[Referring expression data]

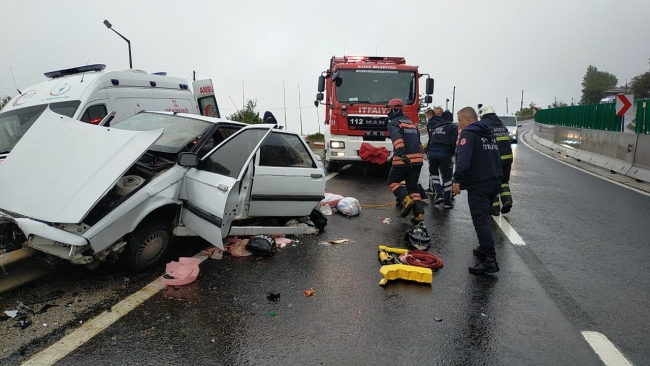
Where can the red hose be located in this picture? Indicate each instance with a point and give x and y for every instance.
(420, 258)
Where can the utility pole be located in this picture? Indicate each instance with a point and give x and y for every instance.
(284, 97)
(300, 108)
(453, 100)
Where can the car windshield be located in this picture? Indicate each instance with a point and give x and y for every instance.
(15, 123)
(375, 86)
(508, 120)
(178, 133)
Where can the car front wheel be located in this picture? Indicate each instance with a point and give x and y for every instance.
(147, 246)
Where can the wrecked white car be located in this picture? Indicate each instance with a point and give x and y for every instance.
(84, 193)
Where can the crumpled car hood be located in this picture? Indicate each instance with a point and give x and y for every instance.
(62, 167)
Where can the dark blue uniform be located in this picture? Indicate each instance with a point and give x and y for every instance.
(440, 148)
(406, 142)
(478, 170)
(505, 149)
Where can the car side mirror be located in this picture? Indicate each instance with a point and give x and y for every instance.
(429, 86)
(189, 160)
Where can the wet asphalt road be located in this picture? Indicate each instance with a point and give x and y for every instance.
(583, 268)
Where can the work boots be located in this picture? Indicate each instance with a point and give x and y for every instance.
(417, 218)
(485, 265)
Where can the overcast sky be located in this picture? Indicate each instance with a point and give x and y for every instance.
(489, 50)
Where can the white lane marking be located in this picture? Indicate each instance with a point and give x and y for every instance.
(91, 328)
(583, 170)
(605, 349)
(510, 232)
(332, 175)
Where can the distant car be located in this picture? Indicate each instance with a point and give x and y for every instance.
(124, 191)
(513, 128)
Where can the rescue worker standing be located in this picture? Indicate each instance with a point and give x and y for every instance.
(489, 117)
(478, 170)
(440, 148)
(407, 161)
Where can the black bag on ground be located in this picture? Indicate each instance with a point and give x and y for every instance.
(318, 219)
(261, 245)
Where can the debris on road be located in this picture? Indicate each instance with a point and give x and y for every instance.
(309, 293)
(11, 313)
(335, 241)
(183, 272)
(261, 245)
(282, 242)
(331, 200)
(49, 297)
(349, 206)
(213, 253)
(325, 209)
(239, 249)
(273, 297)
(23, 323)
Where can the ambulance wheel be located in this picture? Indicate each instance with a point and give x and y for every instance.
(146, 246)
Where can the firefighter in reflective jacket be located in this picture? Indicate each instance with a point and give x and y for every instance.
(489, 117)
(407, 161)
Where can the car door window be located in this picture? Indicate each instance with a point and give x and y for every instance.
(94, 114)
(219, 136)
(285, 150)
(230, 158)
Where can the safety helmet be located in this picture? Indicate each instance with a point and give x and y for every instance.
(486, 109)
(395, 103)
(418, 237)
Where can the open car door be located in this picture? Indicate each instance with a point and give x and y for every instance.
(212, 192)
(287, 180)
(204, 94)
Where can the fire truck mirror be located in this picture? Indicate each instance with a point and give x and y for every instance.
(429, 86)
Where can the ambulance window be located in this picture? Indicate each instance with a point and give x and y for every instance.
(94, 114)
(209, 106)
(284, 150)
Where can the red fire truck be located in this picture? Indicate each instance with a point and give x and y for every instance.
(357, 89)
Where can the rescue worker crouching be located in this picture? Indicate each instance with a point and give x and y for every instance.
(440, 148)
(407, 161)
(489, 117)
(478, 170)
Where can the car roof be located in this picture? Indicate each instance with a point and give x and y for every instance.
(213, 120)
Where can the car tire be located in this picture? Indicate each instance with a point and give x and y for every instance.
(329, 165)
(146, 246)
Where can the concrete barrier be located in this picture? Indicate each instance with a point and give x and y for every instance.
(623, 153)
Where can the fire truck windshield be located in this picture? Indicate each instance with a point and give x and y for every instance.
(375, 86)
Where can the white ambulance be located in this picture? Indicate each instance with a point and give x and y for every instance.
(89, 94)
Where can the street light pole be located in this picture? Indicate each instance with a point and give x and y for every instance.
(110, 26)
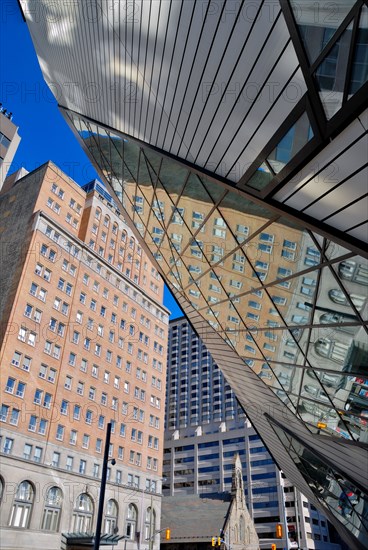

Task statement: Would you print all the entries again exactly, minus any pictures?

Your response:
Where can the red hose be located in this picture? Indicate each instance with a point and give x and y for every instance.
(420, 258)
Where can the utility pole be located in this picture? Indicate each instance with a point and give x and y for every instance.
(284, 97)
(300, 108)
(453, 100)
Where can the car windshield be located in this picture? Indicate each instance with a point and give x and y for every instance.
(15, 123)
(375, 86)
(508, 120)
(178, 133)
Where can the car front wheel be located in this picture? Indicate each instance with a point and give x and y for every instance.
(147, 246)
Where can the wrecked white car be located in this picture? Indicate each instance with a point and give x and y for every instance.
(84, 193)
Where can the crumpled car hood be located in this picture? Indicate each instance with a point and give x and y for every instance.
(62, 167)
Where can the dark blue uniform be located in this picture? Indicate each instance with a point and give x and y for every instance.
(440, 148)
(406, 142)
(478, 170)
(505, 149)
Where can the car side mirror be located in this picture? Indicate each instance with a point and give x and y for every instance.
(429, 86)
(189, 160)
Where can the wet asphalt road be located in this picture? Indicate each instance with a point and give x and y for every instance.
(583, 268)
Where can the work boots be located in this picture? Indicate each instance with a point and give x and y for every instance.
(417, 218)
(485, 265)
Where can the overcast sky be located in this picture? Indicate each instance with a point and give x and y for every instance.
(489, 50)
Where can the white lane marking be located in this picture? Indicate each instance with a point and give x and y for every instance.
(91, 328)
(583, 170)
(605, 349)
(510, 232)
(332, 175)
Where can the distant car be located in this picture? Indicate each instance with a point and give x and y for every instance.
(124, 191)
(513, 128)
Where can the rescue worker standing be located in this picture? Indicate each instance with a point and give x and y for every instance.
(489, 117)
(478, 170)
(440, 148)
(407, 161)
Where can the black bag on ground be located in this picture? Indicate each instance with a point and give x and y for every instance.
(318, 219)
(261, 245)
Where can the debris on road be located in this picture? Indicate each instance with a point and give x and y for every instance.
(309, 293)
(11, 313)
(335, 241)
(183, 272)
(261, 245)
(282, 242)
(331, 200)
(49, 297)
(349, 206)
(213, 253)
(325, 209)
(239, 249)
(273, 297)
(23, 323)
Where can the ambulance wheel be located in this picture? Indicate each instance with a point and give x and y for every instance.
(146, 246)
Where can the firefighter in reflective jacket be located in this picture? Indicate each instance with a point and give x and y for every instance.
(489, 117)
(407, 161)
Where can the car door window be located in this picture? Indicate each instance with a point and give x and y for every instance.
(94, 114)
(219, 136)
(285, 150)
(230, 158)
Where can the safety helmet be located in this picture? Indicate each instance with a point and give x and y for every instance.
(486, 109)
(395, 103)
(418, 237)
Where can the open car door be located in this picture? Indicate each instance with a point and give x and y for every instance.
(212, 192)
(287, 180)
(204, 94)
Where can the fire truck mirror be located in this picture? Indicate each instance with a point and give x and y for every instance.
(429, 86)
Where can the ambulance window be located in this picture? Indicate each instance with a point and give x and y for every instance.
(94, 114)
(209, 106)
(284, 150)
Where can the red fire truck be located in this picture? Indicate each instance with a point and give x and y for every instance.
(357, 89)
Where can the rescue worker crouching be located in this picture? Indicate each instance with a point and give x and y for every instance.
(440, 148)
(407, 161)
(489, 117)
(478, 170)
Where can the car roof be located in this picture? Indicate each instance with a point and give x and y for every instance.
(213, 120)
Where can the car tire be located in this picture? Indicate each instance with a point and give x and y for every instance.
(329, 165)
(146, 246)
Where can the concrete barrier be located in this picture? Indicate each instance with a point and give x and y for every instance.
(623, 153)
Where can the fire truck windshield be located in this picture? Indicate each instance with a point and give x and y for every instance.
(375, 86)
Where can the white ambulance be located in this picture? Indicate each instance with a point and give x and y for every instance.
(89, 94)
Where can the street light pole be located in this picture? Indicate each instance with a point and give x and y for every instance.
(110, 26)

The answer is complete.